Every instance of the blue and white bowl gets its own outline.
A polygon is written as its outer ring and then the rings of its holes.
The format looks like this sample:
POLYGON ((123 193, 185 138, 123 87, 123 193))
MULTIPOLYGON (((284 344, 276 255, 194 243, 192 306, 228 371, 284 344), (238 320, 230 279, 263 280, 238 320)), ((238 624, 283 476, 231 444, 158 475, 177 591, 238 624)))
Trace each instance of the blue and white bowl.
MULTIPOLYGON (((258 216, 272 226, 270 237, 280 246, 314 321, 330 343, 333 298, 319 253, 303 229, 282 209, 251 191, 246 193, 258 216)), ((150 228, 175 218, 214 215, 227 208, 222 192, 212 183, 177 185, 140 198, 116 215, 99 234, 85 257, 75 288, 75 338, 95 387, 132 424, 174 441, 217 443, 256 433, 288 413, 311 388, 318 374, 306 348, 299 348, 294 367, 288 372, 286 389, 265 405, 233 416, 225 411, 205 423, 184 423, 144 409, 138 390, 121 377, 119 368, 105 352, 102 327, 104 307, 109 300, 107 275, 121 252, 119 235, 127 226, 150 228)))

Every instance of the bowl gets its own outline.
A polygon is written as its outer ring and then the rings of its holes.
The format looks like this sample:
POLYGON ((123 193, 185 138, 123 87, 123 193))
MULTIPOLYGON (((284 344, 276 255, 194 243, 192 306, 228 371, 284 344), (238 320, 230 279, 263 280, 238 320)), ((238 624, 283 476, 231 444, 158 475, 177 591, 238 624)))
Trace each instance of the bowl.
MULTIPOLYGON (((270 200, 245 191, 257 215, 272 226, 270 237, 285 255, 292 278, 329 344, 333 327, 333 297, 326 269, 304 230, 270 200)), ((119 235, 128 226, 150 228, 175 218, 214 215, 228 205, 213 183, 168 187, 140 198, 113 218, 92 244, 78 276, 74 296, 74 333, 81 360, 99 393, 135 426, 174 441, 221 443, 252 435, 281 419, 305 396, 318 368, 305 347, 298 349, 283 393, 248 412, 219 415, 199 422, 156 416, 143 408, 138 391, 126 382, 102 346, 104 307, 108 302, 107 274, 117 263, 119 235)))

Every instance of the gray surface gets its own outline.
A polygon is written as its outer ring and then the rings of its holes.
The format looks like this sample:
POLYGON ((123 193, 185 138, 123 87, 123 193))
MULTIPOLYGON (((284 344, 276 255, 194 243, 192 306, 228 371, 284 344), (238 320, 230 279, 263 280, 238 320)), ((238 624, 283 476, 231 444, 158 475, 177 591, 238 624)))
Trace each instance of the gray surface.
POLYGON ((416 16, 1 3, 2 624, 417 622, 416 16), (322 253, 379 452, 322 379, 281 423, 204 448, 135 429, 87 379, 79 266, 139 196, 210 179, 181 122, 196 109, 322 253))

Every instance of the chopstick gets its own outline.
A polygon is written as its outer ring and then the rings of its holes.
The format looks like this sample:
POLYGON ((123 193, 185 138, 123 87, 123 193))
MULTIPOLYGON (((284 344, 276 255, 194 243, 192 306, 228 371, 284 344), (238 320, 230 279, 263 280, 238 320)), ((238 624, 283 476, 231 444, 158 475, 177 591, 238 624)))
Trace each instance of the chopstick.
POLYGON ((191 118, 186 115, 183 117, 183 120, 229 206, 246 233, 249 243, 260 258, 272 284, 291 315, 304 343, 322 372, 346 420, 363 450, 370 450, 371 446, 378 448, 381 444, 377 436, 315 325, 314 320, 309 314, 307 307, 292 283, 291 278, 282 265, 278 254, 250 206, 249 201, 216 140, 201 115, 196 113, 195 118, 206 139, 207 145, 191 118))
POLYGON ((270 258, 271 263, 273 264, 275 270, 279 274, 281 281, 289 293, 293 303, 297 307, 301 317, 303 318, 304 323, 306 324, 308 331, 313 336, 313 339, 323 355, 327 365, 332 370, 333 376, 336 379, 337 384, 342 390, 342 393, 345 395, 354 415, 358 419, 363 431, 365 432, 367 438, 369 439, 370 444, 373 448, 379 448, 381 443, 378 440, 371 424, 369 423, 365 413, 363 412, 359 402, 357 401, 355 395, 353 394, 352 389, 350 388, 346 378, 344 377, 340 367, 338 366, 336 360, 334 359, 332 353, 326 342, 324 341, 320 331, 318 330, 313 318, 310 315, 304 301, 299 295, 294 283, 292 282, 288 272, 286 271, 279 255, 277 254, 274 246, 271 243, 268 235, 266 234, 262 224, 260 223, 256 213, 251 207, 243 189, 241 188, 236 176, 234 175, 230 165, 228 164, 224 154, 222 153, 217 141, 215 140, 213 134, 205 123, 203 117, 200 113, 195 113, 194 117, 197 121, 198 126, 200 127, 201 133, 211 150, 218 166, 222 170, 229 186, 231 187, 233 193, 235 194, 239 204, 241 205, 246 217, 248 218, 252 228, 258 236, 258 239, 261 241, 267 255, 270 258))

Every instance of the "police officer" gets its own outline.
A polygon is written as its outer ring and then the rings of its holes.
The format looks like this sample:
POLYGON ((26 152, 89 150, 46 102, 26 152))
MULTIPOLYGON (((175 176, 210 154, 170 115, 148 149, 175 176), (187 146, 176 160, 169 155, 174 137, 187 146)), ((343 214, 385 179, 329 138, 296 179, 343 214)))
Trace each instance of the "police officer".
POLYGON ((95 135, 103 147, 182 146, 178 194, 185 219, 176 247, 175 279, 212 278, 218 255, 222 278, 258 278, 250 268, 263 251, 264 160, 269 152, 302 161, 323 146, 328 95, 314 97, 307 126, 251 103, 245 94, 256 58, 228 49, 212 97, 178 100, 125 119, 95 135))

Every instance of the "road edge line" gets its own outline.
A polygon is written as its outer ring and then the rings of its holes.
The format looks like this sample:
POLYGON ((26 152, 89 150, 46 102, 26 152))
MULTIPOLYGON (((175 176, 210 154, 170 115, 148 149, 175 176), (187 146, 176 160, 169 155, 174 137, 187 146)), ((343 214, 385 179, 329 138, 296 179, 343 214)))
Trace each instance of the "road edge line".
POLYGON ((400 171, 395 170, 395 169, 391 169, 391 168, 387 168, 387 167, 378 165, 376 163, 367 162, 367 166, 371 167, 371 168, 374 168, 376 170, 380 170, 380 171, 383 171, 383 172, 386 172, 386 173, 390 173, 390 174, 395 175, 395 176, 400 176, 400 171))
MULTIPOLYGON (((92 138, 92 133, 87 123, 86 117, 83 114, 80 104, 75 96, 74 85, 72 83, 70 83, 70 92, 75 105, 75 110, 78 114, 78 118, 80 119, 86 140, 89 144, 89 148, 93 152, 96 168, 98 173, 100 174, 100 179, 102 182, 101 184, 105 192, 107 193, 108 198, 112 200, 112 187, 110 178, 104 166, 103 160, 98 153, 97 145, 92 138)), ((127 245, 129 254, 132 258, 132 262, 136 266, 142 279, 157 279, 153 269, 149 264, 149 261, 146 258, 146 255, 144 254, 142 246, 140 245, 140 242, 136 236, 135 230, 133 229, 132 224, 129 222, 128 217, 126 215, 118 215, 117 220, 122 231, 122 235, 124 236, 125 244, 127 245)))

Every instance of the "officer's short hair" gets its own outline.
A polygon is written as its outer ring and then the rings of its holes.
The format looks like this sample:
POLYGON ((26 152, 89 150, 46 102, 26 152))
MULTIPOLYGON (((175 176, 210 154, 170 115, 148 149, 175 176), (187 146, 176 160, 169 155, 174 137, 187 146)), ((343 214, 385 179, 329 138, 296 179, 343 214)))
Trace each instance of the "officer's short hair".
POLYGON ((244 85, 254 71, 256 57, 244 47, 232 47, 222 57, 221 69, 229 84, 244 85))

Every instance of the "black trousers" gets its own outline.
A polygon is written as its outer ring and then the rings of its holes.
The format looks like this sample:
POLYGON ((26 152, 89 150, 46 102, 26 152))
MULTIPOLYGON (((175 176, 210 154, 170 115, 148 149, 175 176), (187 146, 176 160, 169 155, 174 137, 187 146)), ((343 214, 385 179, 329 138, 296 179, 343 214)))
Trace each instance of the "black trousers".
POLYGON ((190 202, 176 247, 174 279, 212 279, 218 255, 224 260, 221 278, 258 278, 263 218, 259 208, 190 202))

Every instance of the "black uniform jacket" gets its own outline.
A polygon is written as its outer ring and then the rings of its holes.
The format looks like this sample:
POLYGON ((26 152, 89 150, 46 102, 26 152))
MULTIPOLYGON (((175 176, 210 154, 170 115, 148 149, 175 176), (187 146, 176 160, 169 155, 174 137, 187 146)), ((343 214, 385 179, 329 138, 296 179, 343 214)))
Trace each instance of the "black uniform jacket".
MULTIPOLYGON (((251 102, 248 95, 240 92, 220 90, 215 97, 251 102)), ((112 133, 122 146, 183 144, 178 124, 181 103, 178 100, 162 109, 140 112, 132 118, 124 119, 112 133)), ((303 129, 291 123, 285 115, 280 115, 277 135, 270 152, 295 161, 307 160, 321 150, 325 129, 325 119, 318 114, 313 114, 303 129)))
_ _ _
EXERCISE BRIEF =
Find the lines above holding the word "Every" and show them.

SOLVED EXERCISE =
Every instance of the blue and white bowl gets its own outline.
Every instance of the bowl gets its own outline.
Every instance of the gray surface gets its own outline.
Every instance of the chopstick gets its own outline.
Every instance of the "police officer" gets its own outline.
Every instance of the "road edge line" gets its own outline.
Every instance of the "officer's short hair" gets its own outline.
Every instance of the "black trousers" gets its own outline.
Every instance of the "black uniform jacket" gets its own outline.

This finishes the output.